What needs to be done: Please copy the records below, swapping "top-left" for "upper-left" and leaving everything else unchanged.

Data in this exercise:
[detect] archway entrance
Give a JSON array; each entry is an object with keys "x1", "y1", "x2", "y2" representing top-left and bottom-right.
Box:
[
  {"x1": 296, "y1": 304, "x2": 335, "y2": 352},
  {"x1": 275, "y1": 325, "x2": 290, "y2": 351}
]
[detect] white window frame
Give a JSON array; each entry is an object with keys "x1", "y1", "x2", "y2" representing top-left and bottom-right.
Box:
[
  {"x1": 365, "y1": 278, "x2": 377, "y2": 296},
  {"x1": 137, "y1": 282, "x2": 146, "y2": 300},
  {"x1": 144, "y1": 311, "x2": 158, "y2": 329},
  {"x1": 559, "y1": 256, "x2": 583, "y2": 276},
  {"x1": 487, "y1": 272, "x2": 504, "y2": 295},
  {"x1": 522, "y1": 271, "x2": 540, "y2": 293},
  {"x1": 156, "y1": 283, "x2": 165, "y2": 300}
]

Full solution:
[detect] archway entrance
Give a JSON array; each entry is an object with keys "x1", "y1", "x2", "y2" representing upper-left and bottom-right.
Box:
[
  {"x1": 296, "y1": 304, "x2": 335, "y2": 352},
  {"x1": 275, "y1": 325, "x2": 290, "y2": 351}
]
[detect] white window frame
Give a JSON array; each entry is an object with keys "x1", "y1", "x2", "y2" representing upper-left and bottom-right.
Box:
[
  {"x1": 365, "y1": 278, "x2": 377, "y2": 296},
  {"x1": 137, "y1": 282, "x2": 146, "y2": 300},
  {"x1": 144, "y1": 311, "x2": 158, "y2": 329},
  {"x1": 559, "y1": 256, "x2": 583, "y2": 276},
  {"x1": 487, "y1": 272, "x2": 504, "y2": 295},
  {"x1": 522, "y1": 271, "x2": 540, "y2": 293},
  {"x1": 156, "y1": 283, "x2": 165, "y2": 300}
]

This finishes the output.